» **WORK INSTRUCTION**
Transcribe the data in full and exactly, omitting any pictures.
= = = = = = =
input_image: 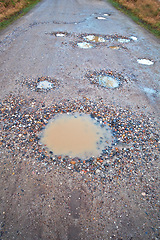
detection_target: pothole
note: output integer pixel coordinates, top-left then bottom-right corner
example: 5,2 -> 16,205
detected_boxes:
22,76 -> 59,92
86,70 -> 126,89
96,16 -> 107,20
37,80 -> 53,90
137,59 -> 154,65
41,113 -> 113,159
67,33 -> 135,49
109,46 -> 120,50
77,42 -> 93,49
84,35 -> 106,43
49,32 -> 70,37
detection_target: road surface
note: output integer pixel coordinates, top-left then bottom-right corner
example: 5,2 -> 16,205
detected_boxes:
0,0 -> 159,239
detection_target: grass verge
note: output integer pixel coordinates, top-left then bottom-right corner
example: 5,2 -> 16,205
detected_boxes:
107,0 -> 160,38
0,0 -> 41,31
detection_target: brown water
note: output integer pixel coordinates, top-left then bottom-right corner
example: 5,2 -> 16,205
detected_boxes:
41,114 -> 113,159
84,35 -> 106,43
109,46 -> 120,50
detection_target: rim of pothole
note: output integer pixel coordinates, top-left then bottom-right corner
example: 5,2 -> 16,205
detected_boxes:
21,76 -> 59,92
86,70 -> 128,89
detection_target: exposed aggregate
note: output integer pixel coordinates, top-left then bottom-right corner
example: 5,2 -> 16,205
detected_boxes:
0,95 -> 159,185
86,69 -> 129,88
20,76 -> 59,92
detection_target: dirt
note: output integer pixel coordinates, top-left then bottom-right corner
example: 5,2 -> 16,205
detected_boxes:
0,0 -> 160,239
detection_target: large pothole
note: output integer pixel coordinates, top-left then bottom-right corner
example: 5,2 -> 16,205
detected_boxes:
41,113 -> 113,159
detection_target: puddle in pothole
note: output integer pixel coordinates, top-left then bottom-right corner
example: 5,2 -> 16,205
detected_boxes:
56,33 -> 66,37
37,80 -> 53,90
84,35 -> 106,43
109,46 -> 120,50
96,16 -> 107,20
130,36 -> 138,41
41,113 -> 113,159
77,42 -> 93,49
137,59 -> 154,65
99,75 -> 119,88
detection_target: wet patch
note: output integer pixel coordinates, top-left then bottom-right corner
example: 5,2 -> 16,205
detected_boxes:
143,87 -> 157,95
68,225 -> 81,240
22,76 -> 59,92
137,59 -> 154,65
77,42 -> 93,49
41,113 -> 113,159
69,190 -> 81,219
0,95 -> 159,185
86,70 -> 127,89
118,38 -> 130,43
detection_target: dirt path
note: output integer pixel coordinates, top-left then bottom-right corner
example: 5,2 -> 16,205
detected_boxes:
0,0 -> 159,239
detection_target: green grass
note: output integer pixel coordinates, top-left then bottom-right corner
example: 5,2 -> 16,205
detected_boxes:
0,0 -> 41,31
107,0 -> 160,38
= = = = = = =
» **SOLVED EXERCISE**
input_image: 
detection_target: pothole
note: output integer pixel coordinates, top-left then bottom-right corner
example: 5,2 -> 16,205
detected_boxes:
22,76 -> 59,92
86,70 -> 126,89
96,16 -> 107,20
37,80 -> 53,90
137,59 -> 154,65
41,113 -> 113,159
67,33 -> 135,49
109,46 -> 120,50
77,42 -> 93,49
84,35 -> 106,43
49,32 -> 70,37
detection_target: road surface
note: output integer pixel coordinates, top-left then bottom-right corner
example: 5,2 -> 16,205
detected_boxes:
0,0 -> 159,239
detection_target: grass verge
note: output integer pixel coordinates, top-left then bottom-right corner
example: 5,2 -> 16,205
detected_boxes:
107,0 -> 160,38
0,0 -> 41,31
detection_target: brown water
note: output integer pixel coordinates, top-left then bottom-right corner
example: 5,2 -> 16,205
detected_boxes:
41,114 -> 113,159
84,35 -> 106,43
109,46 -> 120,50
detection_target: rim of pothole
note: output integer pixel coordinates, top-left then bottom-right corner
example: 5,2 -> 16,205
detected_boxes:
21,76 -> 59,92
86,70 -> 128,89
detection_target: exposed aggregate
note: output integer pixel coordinates, top-left then bottom-right corner
example: 5,2 -> 16,205
detected_boxes:
0,95 -> 159,185
86,69 -> 129,88
20,76 -> 59,92
detection_target: dirt
note: output integer pixel coordinates, top-left then bottom-right corner
example: 5,2 -> 16,205
detected_boxes:
0,0 -> 160,239
detection_target: large pothole
note: output integer pixel coordinates, top-left then bottom-right corner
example: 5,2 -> 16,205
detected_boxes:
41,113 -> 113,159
detection_target: puddle in pothole
note: output integer pixel coordinates, top-left then bottom-right corner
example: 5,2 -> 16,205
detected_boxes:
56,33 -> 66,37
37,80 -> 53,90
84,35 -> 106,43
109,46 -> 120,50
96,16 -> 107,20
130,36 -> 138,41
41,113 -> 113,159
77,42 -> 93,49
137,59 -> 154,65
99,75 -> 119,88
detection_target: wet patch
note: output integer pixel coordinates, top-left then bottom-right corner
example: 5,2 -> 16,205
detected_boxes:
143,87 -> 157,95
68,225 -> 81,240
22,76 -> 59,92
137,59 -> 154,65
77,42 -> 93,49
41,113 -> 113,159
69,190 -> 81,219
0,95 -> 159,185
86,70 -> 127,89
118,38 -> 130,43
detection_target: dirt path
note: output integer pixel coordinates, top-left then bottom-right corner
example: 5,2 -> 16,205
detected_boxes:
0,0 -> 159,239
detection_target: green grass
note: output integer pixel coordinates, top-left then bottom-right corner
example: 5,2 -> 16,205
detected_boxes:
0,0 -> 41,31
107,0 -> 160,38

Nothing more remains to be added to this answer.